Copy each of the following rows verbatim, keeping every character and line break unchanged.

:: SUPPLIED RECORDS

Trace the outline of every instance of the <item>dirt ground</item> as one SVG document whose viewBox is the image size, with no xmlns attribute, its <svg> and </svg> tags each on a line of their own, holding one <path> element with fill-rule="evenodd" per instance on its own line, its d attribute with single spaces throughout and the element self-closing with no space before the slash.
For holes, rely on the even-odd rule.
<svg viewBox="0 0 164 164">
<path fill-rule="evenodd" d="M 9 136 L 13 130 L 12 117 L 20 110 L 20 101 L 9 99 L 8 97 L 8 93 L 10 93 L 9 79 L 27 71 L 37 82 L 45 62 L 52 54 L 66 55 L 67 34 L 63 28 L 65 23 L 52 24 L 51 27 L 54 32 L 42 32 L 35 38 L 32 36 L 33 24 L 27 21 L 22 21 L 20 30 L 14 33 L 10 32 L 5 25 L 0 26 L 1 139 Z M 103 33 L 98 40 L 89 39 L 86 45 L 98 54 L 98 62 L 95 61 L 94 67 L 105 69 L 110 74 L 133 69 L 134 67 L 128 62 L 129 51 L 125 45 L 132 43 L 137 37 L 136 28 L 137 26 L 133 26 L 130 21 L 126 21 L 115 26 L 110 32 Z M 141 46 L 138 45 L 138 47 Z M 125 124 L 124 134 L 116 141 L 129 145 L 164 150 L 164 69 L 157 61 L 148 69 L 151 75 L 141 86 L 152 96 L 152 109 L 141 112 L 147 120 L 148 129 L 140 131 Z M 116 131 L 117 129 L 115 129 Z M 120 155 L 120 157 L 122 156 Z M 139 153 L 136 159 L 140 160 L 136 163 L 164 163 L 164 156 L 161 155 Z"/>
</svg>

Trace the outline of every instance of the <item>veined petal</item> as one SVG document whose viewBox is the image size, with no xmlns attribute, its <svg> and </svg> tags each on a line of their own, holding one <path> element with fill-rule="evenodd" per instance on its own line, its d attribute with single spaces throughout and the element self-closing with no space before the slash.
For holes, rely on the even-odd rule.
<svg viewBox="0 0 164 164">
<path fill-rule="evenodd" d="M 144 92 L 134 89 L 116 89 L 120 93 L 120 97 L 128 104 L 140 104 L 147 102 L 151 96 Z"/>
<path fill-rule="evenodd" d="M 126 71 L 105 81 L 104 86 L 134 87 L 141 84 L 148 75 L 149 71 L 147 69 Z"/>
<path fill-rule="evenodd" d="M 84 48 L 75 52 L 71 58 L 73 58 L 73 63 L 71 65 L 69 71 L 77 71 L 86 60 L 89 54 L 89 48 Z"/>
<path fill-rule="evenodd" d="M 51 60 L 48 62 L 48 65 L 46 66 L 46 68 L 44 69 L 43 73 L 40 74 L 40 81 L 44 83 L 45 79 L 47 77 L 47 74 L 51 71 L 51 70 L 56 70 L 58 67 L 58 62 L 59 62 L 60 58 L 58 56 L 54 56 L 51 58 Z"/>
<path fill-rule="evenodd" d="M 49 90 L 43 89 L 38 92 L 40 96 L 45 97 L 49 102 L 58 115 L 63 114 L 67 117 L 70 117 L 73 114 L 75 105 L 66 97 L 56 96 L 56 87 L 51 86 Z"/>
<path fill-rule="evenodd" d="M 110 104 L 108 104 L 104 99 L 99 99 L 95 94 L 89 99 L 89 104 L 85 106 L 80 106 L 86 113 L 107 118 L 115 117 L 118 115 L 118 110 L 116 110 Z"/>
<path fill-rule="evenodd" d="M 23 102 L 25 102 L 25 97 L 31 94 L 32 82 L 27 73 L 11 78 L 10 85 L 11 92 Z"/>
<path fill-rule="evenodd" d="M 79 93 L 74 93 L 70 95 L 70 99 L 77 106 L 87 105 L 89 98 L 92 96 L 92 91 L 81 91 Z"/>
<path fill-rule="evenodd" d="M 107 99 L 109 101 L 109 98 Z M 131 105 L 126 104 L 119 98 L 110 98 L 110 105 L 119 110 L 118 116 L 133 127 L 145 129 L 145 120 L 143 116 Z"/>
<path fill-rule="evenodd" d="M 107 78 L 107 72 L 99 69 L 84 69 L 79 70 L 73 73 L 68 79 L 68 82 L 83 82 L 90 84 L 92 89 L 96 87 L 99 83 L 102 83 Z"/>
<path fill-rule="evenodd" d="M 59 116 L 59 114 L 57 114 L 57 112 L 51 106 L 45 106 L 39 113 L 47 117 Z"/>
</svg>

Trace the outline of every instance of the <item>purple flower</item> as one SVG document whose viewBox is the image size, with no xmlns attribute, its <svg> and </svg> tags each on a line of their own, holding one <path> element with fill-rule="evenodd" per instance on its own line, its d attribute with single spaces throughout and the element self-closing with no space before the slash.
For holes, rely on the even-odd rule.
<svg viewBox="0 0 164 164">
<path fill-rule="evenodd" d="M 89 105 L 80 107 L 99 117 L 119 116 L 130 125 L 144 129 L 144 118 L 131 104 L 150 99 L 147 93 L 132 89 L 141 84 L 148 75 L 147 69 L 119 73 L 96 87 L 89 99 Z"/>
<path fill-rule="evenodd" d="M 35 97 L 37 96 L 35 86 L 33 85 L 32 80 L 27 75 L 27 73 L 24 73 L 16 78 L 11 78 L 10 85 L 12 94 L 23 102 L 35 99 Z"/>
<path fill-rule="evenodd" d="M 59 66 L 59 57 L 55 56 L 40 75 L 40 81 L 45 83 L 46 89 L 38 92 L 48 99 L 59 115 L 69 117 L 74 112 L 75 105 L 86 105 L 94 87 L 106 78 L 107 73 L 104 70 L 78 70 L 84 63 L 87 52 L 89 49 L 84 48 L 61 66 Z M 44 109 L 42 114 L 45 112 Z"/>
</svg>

::::

• **ANSWER FOR THE TASK**
Trace the outline of every instance of the <item>dirt ground</item> as one SVG document whose viewBox is the image size, with no xmlns attribute, its <svg> and </svg> tags each on a line of their own, holding one <path> element with fill-rule="evenodd" per instance on its own line, its d attribute with single spaces throughout and the element self-closing with no space before the slash.
For holes, rely on the even-odd rule.
<svg viewBox="0 0 164 164">
<path fill-rule="evenodd" d="M 9 136 L 13 130 L 12 117 L 20 110 L 20 101 L 9 99 L 8 97 L 8 93 L 10 93 L 9 79 L 27 71 L 37 82 L 45 62 L 52 54 L 66 55 L 67 34 L 63 28 L 65 23 L 52 24 L 51 27 L 54 32 L 42 32 L 35 38 L 32 36 L 33 24 L 27 21 L 22 21 L 20 30 L 14 33 L 10 32 L 5 25 L 0 26 L 1 139 Z M 103 33 L 98 40 L 89 39 L 86 45 L 98 54 L 98 62 L 95 61 L 94 67 L 105 69 L 110 74 L 133 69 L 134 67 L 128 62 L 129 51 L 125 45 L 132 43 L 137 37 L 136 28 L 137 26 L 133 26 L 130 21 L 126 21 L 115 26 L 110 32 Z M 141 46 L 138 45 L 138 47 Z M 125 124 L 124 134 L 116 141 L 129 145 L 164 150 L 164 69 L 157 61 L 148 69 L 151 75 L 141 86 L 152 96 L 152 109 L 141 112 L 147 120 L 148 129 L 140 131 Z M 116 131 L 117 129 L 115 129 Z M 120 155 L 120 157 L 122 156 Z M 139 153 L 136 159 L 140 160 L 136 163 L 164 163 L 164 156 L 161 155 Z"/>
</svg>

Trace the outline of every instance of the <item>veined petal</item> as one SVG document whose viewBox is the image size, with no xmlns attribute, its <svg> and </svg> tags each on a line of their own, holding one <path> element with fill-rule="evenodd" per instance on its own line, its d attribute with single spaces throughout and the element self-closing with no space before the slash.
For holes, rely on the even-odd rule.
<svg viewBox="0 0 164 164">
<path fill-rule="evenodd" d="M 144 92 L 134 89 L 116 89 L 120 93 L 120 97 L 128 104 L 140 104 L 147 102 L 151 96 Z"/>
<path fill-rule="evenodd" d="M 126 71 L 105 81 L 104 86 L 134 87 L 141 84 L 148 75 L 149 71 L 147 69 Z"/>
<path fill-rule="evenodd" d="M 84 48 L 75 52 L 71 58 L 73 58 L 73 63 L 71 65 L 69 71 L 77 71 L 86 60 L 89 54 L 89 48 Z"/>
<path fill-rule="evenodd" d="M 51 60 L 48 62 L 48 65 L 46 66 L 46 68 L 44 69 L 43 73 L 40 74 L 40 81 L 44 83 L 45 79 L 47 77 L 47 74 L 51 71 L 51 70 L 56 70 L 58 67 L 58 62 L 59 62 L 60 58 L 58 56 L 54 56 L 51 58 Z"/>
<path fill-rule="evenodd" d="M 49 90 L 43 89 L 38 92 L 40 96 L 45 97 L 49 102 L 58 115 L 63 114 L 67 117 L 70 117 L 73 114 L 75 105 L 66 97 L 56 96 L 56 87 L 51 86 Z"/>
<path fill-rule="evenodd" d="M 110 104 L 108 104 L 104 99 L 99 99 L 95 94 L 89 99 L 89 104 L 85 106 L 80 106 L 86 113 L 107 118 L 115 117 L 118 115 L 118 110 L 116 110 Z"/>
<path fill-rule="evenodd" d="M 23 102 L 25 102 L 25 97 L 31 94 L 32 82 L 27 73 L 11 78 L 10 85 L 11 92 Z"/>
<path fill-rule="evenodd" d="M 79 93 L 74 93 L 70 95 L 70 99 L 77 106 L 87 105 L 89 98 L 92 96 L 92 91 L 81 91 Z"/>
<path fill-rule="evenodd" d="M 107 99 L 109 101 L 109 98 Z M 131 105 L 126 104 L 119 98 L 110 98 L 110 105 L 119 110 L 118 116 L 133 127 L 145 129 L 145 120 L 143 116 Z"/>
<path fill-rule="evenodd" d="M 107 78 L 107 72 L 99 69 L 84 69 L 79 70 L 73 73 L 68 79 L 68 82 L 83 82 L 90 84 L 92 89 L 96 87 L 99 83 L 102 83 Z"/>
<path fill-rule="evenodd" d="M 59 116 L 59 114 L 57 114 L 57 112 L 51 106 L 45 106 L 39 113 L 47 117 Z"/>
</svg>

Trace the outline of every instance of the <item>purple flower</item> as one SVG document whose viewBox is the image size, with no xmlns attribute, its <svg> and </svg> tags each on a line of their own, holding one <path> element with fill-rule="evenodd" per instance on its own line, its d attribute with single spaces throughout and the element self-closing with no space before the slash.
For holes, rely on the even-odd rule.
<svg viewBox="0 0 164 164">
<path fill-rule="evenodd" d="M 89 105 L 80 107 L 99 117 L 119 116 L 130 125 L 144 129 L 144 118 L 131 104 L 150 99 L 147 93 L 132 89 L 141 84 L 148 75 L 147 69 L 119 73 L 96 87 L 89 99 Z"/>
<path fill-rule="evenodd" d="M 35 97 L 37 96 L 35 86 L 33 85 L 32 80 L 27 75 L 27 73 L 24 73 L 16 78 L 11 78 L 10 85 L 12 94 L 23 102 L 35 99 Z"/>
<path fill-rule="evenodd" d="M 59 66 L 59 57 L 55 56 L 40 75 L 40 81 L 45 83 L 46 89 L 38 92 L 48 99 L 59 115 L 69 117 L 74 112 L 75 105 L 86 105 L 94 87 L 106 78 L 107 73 L 104 70 L 78 70 L 84 63 L 87 52 L 89 49 L 84 48 L 61 66 Z M 44 109 L 42 114 L 45 112 Z"/>
</svg>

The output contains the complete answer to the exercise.